Segment Start: Data excerpts
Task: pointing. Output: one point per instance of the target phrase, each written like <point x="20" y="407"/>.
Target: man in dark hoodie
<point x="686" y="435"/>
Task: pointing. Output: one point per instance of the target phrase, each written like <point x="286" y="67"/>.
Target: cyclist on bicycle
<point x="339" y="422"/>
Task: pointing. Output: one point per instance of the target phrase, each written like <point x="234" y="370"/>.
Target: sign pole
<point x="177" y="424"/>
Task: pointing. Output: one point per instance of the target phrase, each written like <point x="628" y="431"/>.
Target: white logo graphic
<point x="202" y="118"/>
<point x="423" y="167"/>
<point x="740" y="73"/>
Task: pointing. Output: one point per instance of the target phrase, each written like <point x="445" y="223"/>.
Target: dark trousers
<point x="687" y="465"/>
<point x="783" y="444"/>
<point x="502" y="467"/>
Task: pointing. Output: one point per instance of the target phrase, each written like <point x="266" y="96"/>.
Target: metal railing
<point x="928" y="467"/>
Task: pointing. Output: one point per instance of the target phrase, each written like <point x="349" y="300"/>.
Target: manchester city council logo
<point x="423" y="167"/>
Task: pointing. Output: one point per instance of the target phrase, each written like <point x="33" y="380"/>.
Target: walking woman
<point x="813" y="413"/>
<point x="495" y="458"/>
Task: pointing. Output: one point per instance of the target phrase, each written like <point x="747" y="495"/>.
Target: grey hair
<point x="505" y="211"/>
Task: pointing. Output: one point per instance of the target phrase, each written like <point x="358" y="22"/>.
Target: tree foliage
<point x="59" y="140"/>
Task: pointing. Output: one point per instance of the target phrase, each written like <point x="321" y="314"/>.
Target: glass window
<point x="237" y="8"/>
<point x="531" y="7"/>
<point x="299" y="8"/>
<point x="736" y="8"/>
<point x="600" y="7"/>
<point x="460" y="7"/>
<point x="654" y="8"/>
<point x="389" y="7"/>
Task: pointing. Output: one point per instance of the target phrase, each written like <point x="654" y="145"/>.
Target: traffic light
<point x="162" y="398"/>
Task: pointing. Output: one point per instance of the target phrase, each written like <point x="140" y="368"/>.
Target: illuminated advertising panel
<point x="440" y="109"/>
Segment End: Data excerpts
Word for word, extract all the records.

[Answer to this exercise]:
Task: pointing. Output: one point per instance of the target phrase, each written like <point x="20" y="407"/>.
Target: man in dark hoodie
<point x="686" y="435"/>
Task: pointing. Output: one point per instance of the target phrase, each written like <point x="286" y="67"/>.
Target: cyclist on bicycle
<point x="339" y="422"/>
Task: pointing. Output: one point per instance of the target phrase, each written like <point x="234" y="370"/>.
Target: sign pole
<point x="177" y="424"/>
Task: pointing. Output: one point per instance of the target phrase, each written like <point x="628" y="431"/>.
Target: white logo graphic
<point x="202" y="118"/>
<point x="423" y="167"/>
<point x="740" y="73"/>
Task: pointing. Output: one point per instance of the target phrase, each written like <point x="445" y="223"/>.
Target: dark trousers
<point x="687" y="465"/>
<point x="783" y="444"/>
<point x="502" y="467"/>
Task: pointing. Output: one point per instance of the target phrase, each written like <point x="266" y="96"/>.
Target: metal railing
<point x="928" y="467"/>
Task: pointing. Output: one point per instance of the target phrase, each written like <point x="349" y="300"/>.
Target: manchester city council logo
<point x="423" y="167"/>
Task: pointing. Output: one point per instance of the target phrase, each written like <point x="33" y="380"/>.
Target: walking woman
<point x="813" y="413"/>
<point x="495" y="458"/>
Task: pointing. Output: one point per instance of the target phrase, each written like <point x="747" y="495"/>.
Target: grey hair
<point x="505" y="211"/>
Task: pointing. Output: one point per instance of the target phrase, each written like <point x="358" y="22"/>.
Target: tree foliage
<point x="59" y="140"/>
Task: pointing. Output: one point per instance of the target phrase, each written like <point x="321" y="314"/>.
Target: glass window
<point x="237" y="8"/>
<point x="531" y="7"/>
<point x="299" y="8"/>
<point x="736" y="8"/>
<point x="600" y="7"/>
<point x="460" y="7"/>
<point x="654" y="8"/>
<point x="389" y="7"/>
Task: pointing. Output: one point per instance of the target phrase, each written like <point x="654" y="145"/>.
Target: traffic light
<point x="162" y="398"/>
Task: pointing. Output: one point per instance of the target phrase, each written like <point x="140" y="368"/>.
Target: illuminated advertising panel
<point x="440" y="109"/>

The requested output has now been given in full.